INSTRUÇÃO A :: Reproduza sem alterações o trecho do texto sobre agricultura familiar que começa em "A Empresa Brasileira" e segue até "visando o mercado.".
INSTRUÇÃO B :: Segundo o texto sobre agricultura familiar no Brasil, qual estado é um exemplo de sucesso desse tipo de agricultura?

A agricultura familiar no Brasil, aspecto fundiário

Por Enedino Corrêa da Silva, para o Correio Braziliense – 

A agricultura familiar, antes de qualquer coisa, é um estado de espírito do Brasil. Ela sofre suas dificuldades pelo próprio processo de colonização, o qual legou ao meio rural as grandes propriedades, e a exploração extensiva da terra. Isso vem desde as capitanias hereditárias, onde os senhores das fazendas predominavam, explorando a mão de obra escrava.Existe uma certa confusão entre a agricultura de subsistência, mais comum no nordeste brasileiro, e a agricultura familiar, mais comum no sul do Brasil. Esta, no sul, visa o lucro, através da comercialização de seus produtos; é, portanto, uma agricultura comercial, que se insere no consumo interno do país, e atua na pauta de exportação, no mercado internacional.

Aí, o cooperativismo viabiliza ainda mais esse tipo de agricultura, que mostra uma influência maior no sucesso de sua economia, comparado às regiões onde a exploração da terra é extensiva, e onde a monocultura predomina. O estado de Santa Catarina é um exemplo de sucesso da agricultura familiar, pouco depende de financiamentos bancários, mostrando-se até autossuficiente nos aspectos socieconômicos da exploração agrícola.

No Rio Grande do Sul, nota-se grande progresso em sua região mais setentrional, onde predomina a agricultura familiar, de pequenas e médias propriedades, onde se busca a diversificação na exploração agrícola, e onde predomina o cooperativismo. Ainda neste Estado, em sua região sul, existiu, nos últimos tempos, um processo de estagnação, pela predominância da exploração extensiva e da monocultura, em grandes propriedades agrícolas. Isso acontece com a rizicultura, em especial.

Quando se pensa em agricultura familiar no restante do país, aí surgem as grandes dificuldades, embora já exista em São Paulo e no Sul de Minas Gerais. Contudo, no centro-norte do país, a agricultura familiar, para ser implementada, necessita de todo um processo de difusão e transferência de hábitos e da cultura, nos moldes daqueles existentes no sul. Até aqui, essa transferência tem tido pouco sucesso, porque tem sido malconduzida, e porque a estrutura fundiária não é propícia ao desenvolvimento rural nessas regiões. O assunto aí é complexo, onde falta uma tradição do cultivo sustentável da terra, de assentamento do homem no campo, e onde existe carência de infraestrutura e de bem-estar do homem no meio rural.

A Empresa Brasileira de Pesquisa Agropecuária (Embrapa), que tanto tem contribuído para o progresso da agricultura no país, tem papel importante na difusão e na transferência de cultura e dos hábitos do agricultor e da agricultura, de regiões onde ela é mais desenvolvida, para regiões menos desenvolvidas. O fato é que, mesmo com modelos diferentes, o que se constitui em uma tese não é uma constatação, a agricultura familiar tem espaço importante, em qualquer região. Talvez, o tipo de estímulo para que venha a se viabilizar seja diferente, mas o modelo de desenvolvimento é um só, quanto a manter o homem no campo, criar infraestrutura, diversificar a exploração agrícola, e agregar valor visando o mercado.

DADOS FORNECIDOS ::

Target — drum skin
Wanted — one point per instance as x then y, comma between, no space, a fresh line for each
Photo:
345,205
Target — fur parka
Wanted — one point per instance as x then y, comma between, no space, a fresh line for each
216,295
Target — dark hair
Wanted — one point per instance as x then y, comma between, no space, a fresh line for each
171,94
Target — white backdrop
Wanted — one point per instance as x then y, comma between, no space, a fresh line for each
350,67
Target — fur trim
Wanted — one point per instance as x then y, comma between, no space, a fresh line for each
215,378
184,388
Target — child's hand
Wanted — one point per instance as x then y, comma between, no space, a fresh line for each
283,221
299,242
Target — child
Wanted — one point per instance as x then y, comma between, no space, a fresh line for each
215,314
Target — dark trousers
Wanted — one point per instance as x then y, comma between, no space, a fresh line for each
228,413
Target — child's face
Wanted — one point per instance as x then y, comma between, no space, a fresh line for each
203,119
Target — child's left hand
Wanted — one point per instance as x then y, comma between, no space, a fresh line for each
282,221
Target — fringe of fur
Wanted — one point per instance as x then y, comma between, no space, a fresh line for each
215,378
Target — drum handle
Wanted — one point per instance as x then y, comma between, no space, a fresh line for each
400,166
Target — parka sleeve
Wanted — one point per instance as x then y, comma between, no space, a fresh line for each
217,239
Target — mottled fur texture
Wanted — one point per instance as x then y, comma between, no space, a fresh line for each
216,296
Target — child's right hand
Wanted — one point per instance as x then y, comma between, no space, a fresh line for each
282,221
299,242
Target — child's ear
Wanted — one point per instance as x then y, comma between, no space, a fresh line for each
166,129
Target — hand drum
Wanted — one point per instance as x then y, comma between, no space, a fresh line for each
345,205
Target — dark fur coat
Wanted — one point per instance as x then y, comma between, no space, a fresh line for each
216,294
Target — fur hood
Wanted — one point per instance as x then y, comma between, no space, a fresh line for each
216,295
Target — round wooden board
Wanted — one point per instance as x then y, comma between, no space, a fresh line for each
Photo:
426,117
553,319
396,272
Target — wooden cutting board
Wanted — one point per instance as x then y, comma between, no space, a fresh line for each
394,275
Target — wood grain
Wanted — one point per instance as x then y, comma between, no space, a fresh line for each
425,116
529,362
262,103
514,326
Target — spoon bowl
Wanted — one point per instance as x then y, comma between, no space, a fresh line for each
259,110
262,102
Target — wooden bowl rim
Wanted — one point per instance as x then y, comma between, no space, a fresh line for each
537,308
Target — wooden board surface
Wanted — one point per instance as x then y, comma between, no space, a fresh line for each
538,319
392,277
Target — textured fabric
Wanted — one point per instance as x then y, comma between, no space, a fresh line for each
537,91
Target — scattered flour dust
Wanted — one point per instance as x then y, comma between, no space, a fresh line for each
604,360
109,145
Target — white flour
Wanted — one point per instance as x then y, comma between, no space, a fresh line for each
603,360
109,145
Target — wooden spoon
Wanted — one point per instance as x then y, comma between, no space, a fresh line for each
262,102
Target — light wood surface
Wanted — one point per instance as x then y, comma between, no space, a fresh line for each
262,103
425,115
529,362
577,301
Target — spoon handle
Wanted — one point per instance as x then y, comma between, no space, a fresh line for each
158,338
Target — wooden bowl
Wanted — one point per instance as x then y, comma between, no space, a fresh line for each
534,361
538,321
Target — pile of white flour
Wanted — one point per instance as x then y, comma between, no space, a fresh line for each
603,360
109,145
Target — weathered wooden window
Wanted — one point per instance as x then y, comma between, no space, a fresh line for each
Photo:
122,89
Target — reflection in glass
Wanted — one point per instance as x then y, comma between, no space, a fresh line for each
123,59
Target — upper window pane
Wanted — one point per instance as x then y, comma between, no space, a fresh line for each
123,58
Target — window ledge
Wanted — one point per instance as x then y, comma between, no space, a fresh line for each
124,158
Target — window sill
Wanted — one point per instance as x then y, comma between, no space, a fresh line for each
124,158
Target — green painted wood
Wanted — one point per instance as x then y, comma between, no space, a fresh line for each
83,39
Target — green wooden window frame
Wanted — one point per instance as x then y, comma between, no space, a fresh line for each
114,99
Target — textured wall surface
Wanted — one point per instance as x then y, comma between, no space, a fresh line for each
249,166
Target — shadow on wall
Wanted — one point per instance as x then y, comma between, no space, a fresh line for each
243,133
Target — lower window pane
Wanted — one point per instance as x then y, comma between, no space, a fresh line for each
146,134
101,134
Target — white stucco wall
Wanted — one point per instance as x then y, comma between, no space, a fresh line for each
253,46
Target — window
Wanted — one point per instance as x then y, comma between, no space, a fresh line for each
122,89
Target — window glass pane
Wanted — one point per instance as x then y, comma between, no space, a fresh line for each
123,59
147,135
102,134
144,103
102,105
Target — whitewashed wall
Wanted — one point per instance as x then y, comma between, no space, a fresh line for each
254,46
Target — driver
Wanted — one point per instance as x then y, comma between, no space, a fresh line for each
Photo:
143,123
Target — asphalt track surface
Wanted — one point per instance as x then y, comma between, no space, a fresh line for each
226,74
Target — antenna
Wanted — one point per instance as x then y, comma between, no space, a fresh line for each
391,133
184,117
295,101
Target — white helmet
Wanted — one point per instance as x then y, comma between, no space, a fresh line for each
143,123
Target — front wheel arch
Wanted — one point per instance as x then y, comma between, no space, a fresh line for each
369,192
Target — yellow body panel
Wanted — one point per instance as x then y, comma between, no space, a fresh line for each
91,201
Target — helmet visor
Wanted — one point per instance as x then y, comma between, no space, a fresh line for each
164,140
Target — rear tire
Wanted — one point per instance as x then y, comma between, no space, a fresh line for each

RESPOSTA ESCRITA A ::
A Empresa Brasileira de Pesquisa Agropecuária (Embrapa), que tanto tem contribuído para o progresso da agricultura no país, tem papel importante na difusão e na transferência de cultura e dos hábitos do agricultor e da agricultura, de regiões onde ela é mais desenvolvida, para regiões menos desenvolvidas. O fato é que, mesmo com modelos diferentes, o que se constitui em uma tese não é uma constatação, a agricultura familiar tem espaço importante, em qualquer região. Talvez, o tipo de estímulo para que venha a se viabilizar seja diferente, mas o modelo de desenvolvimento é um só, quanto a manter o homem no campo, criar infraestrutura, diversificar a exploração agrícola, e agregar valor visando o mercado.

RESPOSTA ESCRITA B :: Santa Catarina.